↓
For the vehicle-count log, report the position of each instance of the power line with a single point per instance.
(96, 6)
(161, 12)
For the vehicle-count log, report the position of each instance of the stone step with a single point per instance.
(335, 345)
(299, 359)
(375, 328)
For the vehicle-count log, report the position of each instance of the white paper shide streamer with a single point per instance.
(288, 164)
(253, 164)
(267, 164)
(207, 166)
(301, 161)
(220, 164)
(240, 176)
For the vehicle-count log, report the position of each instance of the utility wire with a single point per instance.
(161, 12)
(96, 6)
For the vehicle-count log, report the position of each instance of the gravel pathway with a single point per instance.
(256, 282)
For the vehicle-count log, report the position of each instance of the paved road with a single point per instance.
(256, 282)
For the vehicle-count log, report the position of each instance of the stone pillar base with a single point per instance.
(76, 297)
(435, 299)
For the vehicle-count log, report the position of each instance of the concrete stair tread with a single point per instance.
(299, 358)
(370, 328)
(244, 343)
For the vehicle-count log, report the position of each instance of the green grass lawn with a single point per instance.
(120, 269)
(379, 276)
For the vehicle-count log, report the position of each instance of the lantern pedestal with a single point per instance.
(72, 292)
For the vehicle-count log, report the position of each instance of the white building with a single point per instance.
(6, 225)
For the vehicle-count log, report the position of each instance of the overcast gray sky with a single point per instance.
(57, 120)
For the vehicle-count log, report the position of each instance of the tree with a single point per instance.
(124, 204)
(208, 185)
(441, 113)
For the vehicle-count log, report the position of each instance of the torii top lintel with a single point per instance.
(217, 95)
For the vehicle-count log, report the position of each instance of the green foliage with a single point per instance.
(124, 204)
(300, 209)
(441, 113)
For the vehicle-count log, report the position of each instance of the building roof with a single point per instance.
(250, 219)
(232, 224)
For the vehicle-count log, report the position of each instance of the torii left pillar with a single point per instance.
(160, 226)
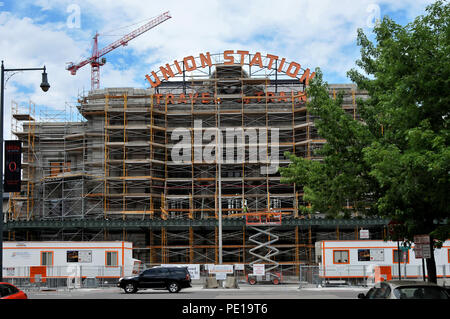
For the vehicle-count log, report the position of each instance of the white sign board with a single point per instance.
(364, 234)
(194, 269)
(377, 254)
(422, 247)
(259, 269)
(239, 266)
(221, 276)
(215, 269)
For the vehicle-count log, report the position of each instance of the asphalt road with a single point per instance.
(245, 291)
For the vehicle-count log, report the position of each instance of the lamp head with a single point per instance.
(44, 85)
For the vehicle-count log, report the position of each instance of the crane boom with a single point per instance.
(96, 54)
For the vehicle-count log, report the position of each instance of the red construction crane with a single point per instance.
(95, 60)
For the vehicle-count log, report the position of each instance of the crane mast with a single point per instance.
(95, 60)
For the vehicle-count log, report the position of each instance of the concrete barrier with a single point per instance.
(231, 282)
(211, 282)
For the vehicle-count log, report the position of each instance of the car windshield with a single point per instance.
(421, 292)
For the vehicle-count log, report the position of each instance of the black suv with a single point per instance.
(171, 278)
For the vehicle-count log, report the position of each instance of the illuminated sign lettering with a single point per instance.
(230, 57)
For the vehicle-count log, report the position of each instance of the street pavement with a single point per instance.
(245, 291)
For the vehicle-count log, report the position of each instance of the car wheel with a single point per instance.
(173, 287)
(130, 288)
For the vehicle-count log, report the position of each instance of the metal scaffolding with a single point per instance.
(115, 163)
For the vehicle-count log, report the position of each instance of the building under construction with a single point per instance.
(143, 166)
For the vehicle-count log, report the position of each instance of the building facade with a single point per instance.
(144, 165)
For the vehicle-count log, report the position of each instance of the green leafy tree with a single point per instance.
(395, 162)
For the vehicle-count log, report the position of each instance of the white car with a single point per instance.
(404, 289)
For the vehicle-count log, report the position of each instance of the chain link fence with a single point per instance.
(73, 277)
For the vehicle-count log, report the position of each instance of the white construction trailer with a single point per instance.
(355, 261)
(43, 261)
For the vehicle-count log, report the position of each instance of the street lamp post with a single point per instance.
(44, 86)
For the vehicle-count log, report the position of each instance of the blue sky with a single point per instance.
(313, 33)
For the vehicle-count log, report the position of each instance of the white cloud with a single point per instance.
(313, 33)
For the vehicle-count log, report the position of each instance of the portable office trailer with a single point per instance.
(68, 259)
(353, 261)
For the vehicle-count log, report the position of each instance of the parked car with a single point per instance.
(172, 278)
(403, 289)
(8, 291)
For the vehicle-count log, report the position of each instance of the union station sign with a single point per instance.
↑
The task
Omit the pictures, then output the rest of the listing exactly.

Exercise solution
For the vehicle-count log, report the position of each instance of the power line with a single point per instance.
(96, 6)
(161, 12)
For the vehicle-count log, report the position of each instance of the stone step with a single point per instance.
(335, 345)
(299, 359)
(375, 328)
For the vehicle-count log, report the position of each instance of the white paper shide streamer with a single point per instance.
(288, 164)
(253, 164)
(267, 164)
(207, 166)
(301, 161)
(220, 164)
(240, 176)
For the vehicle-count log, report the position of each instance of the utility wire with a single point per instance.
(161, 12)
(96, 6)
For the vehicle-count log, report the position of each instance of the gravel pathway with a single point per instance.
(256, 282)
For the vehicle-count log, report the position of each instance of the paved road with a single point per instance.
(256, 282)
For the vehicle-count log, report the position of each instance of the stone pillar base with a single point per instance.
(76, 297)
(435, 299)
For the vehicle-count log, report the position of each instance of the concrete stair tread with a single point per instance.
(299, 358)
(370, 328)
(244, 343)
For the vehicle-count log, report the position of each instance of the green grass lawn with a single point per instance.
(120, 269)
(379, 276)
For the vehicle-count log, report the position of each instance of the lantern pedestal with a single point per instance.
(72, 292)
For the vehicle-count log, report the position of each instance of the white building with a single point per instance.
(6, 225)
For the vehicle-count log, report the position of each instance of the overcast gray sky with a single point per instance.
(57, 120)
For the vehicle-count log, report the position of each instance of the tree with a single point per instance.
(124, 204)
(208, 185)
(441, 113)
For the vehicle-count log, report the position of each instance of the torii top lintel with a single point per instance.
(217, 95)
For the vehicle-count log, report the position of each instance of the green foliage with a single point per instance.
(124, 204)
(300, 209)
(441, 113)
For the vehicle-count log, report the position of each instance of the building roof with a single point per instance.
(250, 219)
(232, 224)
For the vehicle-count log, report the position of each instance of the torii left pillar with a single point per instance.
(160, 226)
For the vehicle-count log, report the position of each instance of the white sign board with a single point per instance.
(364, 234)
(194, 269)
(377, 254)
(422, 247)
(259, 269)
(239, 266)
(221, 276)
(215, 269)
For the vehicle-count log, report the position of each instance of the asphalt road with a single point per instance.
(245, 291)
For the vehicle-count log, report the position of each instance of the lamp head with a single point per instance.
(44, 85)
For the vehicle-count log, report the position of each instance of the crane boom with a single point per instance.
(96, 54)
For the vehicle-count log, report the position of each instance of the red construction crane with a single point per instance.
(95, 60)
For the vehicle-count log, report the position of each instance of the crane mast with a single point per instance.
(95, 60)
For the vehicle-count log, report the position of each instance of the concrete barrier with a single point per instance.
(231, 282)
(211, 282)
For the vehicle-count log, report the position of each instance of the car windshield with a single point per instance.
(421, 292)
For the vehicle-count log, report the position of each instance of the black suv with a single point per instance.
(171, 278)
For the vehicle-count log, report the position of each instance of the illuminated sign lettering with a single point per instance.
(230, 57)
For the vehicle-count log, report the position of each instance of the street pavement with a single point per instance.
(245, 291)
For the vehicle-count log, report the position of each instance of the car wheel with a single point per instance.
(173, 287)
(130, 288)
For the vehicle-count log, report the position of each instance of the metal scaffolding with a single point per instance.
(115, 163)
For the vehicle-count log, report the position of each instance of the building under construction with a single point per instance.
(143, 166)
For the vehicle-count log, report the position of each instance of the building facade with a single point per instance.
(144, 165)
For the vehicle-count log, report the position of each instance of the green leafy tree with a single point per instance.
(395, 162)
For the vehicle-count log, report the position of each instance of the white car with a single point per instance.
(404, 289)
For the vehicle-count log, report the position of each instance of the chain link fence with a single point per instance.
(73, 277)
For the vehicle-count log, report the position of each instance of the white construction trailer with a single point per instance.
(355, 261)
(43, 261)
For the vehicle-count log, report the position of each instance of the street lamp post with a single point per instance.
(44, 86)
For the vehicle-count log, report the position of each instance of the blue sky with a single point per instance.
(313, 33)
For the vehicle-count log, report the position of each instance of the white cloud with a single point per instance.
(313, 33)
For the vehicle-count log, report the position of each instance of the portable office trailer with a single point per instance.
(68, 259)
(353, 261)
For the vehicle-count log, report the position of each instance of the parked car with a single point per instance.
(172, 278)
(403, 289)
(8, 291)
For the vehicle-count log, report the position of each instance of the union station sign with a single point per instance.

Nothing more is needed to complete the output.